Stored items
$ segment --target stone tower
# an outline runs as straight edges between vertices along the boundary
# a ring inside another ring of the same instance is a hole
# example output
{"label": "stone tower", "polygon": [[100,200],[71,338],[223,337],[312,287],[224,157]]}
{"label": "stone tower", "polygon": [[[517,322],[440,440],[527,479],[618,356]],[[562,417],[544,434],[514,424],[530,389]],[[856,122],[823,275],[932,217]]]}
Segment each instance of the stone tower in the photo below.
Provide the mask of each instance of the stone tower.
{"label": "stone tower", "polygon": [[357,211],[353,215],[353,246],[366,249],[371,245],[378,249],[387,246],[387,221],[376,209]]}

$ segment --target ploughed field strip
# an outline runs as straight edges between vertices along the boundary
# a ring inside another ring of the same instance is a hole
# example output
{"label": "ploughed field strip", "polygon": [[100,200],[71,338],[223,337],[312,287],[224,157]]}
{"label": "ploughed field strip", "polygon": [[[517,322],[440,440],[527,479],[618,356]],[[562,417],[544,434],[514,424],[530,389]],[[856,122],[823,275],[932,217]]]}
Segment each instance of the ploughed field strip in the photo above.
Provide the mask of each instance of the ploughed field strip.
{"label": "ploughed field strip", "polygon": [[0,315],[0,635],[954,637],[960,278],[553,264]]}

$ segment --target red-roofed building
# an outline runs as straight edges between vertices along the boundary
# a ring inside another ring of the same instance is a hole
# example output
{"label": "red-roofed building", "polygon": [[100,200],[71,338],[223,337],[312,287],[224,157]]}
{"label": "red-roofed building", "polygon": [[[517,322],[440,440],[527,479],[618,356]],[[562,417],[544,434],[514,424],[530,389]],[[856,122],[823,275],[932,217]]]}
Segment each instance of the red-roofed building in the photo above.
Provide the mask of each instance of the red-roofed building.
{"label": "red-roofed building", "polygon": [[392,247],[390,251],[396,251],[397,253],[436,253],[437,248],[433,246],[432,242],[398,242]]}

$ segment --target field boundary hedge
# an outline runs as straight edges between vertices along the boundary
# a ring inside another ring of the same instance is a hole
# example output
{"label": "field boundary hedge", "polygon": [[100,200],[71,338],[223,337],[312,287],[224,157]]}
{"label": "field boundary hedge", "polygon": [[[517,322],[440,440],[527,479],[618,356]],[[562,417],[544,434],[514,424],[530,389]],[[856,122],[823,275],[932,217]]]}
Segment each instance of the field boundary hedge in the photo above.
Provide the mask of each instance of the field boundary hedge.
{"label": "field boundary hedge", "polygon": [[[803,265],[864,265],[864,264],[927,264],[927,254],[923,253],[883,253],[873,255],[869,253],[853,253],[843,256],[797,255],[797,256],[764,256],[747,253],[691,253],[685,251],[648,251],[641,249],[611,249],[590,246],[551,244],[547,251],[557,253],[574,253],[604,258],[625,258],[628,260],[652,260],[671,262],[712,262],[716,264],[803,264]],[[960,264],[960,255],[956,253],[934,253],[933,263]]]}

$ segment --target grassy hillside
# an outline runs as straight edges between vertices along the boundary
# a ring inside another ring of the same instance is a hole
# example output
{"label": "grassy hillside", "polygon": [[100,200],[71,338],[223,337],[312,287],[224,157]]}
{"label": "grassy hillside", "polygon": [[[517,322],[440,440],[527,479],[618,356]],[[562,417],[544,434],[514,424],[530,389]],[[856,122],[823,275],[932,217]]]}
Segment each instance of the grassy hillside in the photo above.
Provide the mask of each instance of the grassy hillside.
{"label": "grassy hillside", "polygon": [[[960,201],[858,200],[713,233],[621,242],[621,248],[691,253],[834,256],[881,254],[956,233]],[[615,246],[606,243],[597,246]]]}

● **Try it**:
Pull out every line holding "target" from the records above, and copy it.

● **Response box**:
$ segment --target stone tower
$ segment --target ploughed field strip
$ segment --target red-roofed building
$ segment --target field boundary hedge
$ segment --target grassy hillside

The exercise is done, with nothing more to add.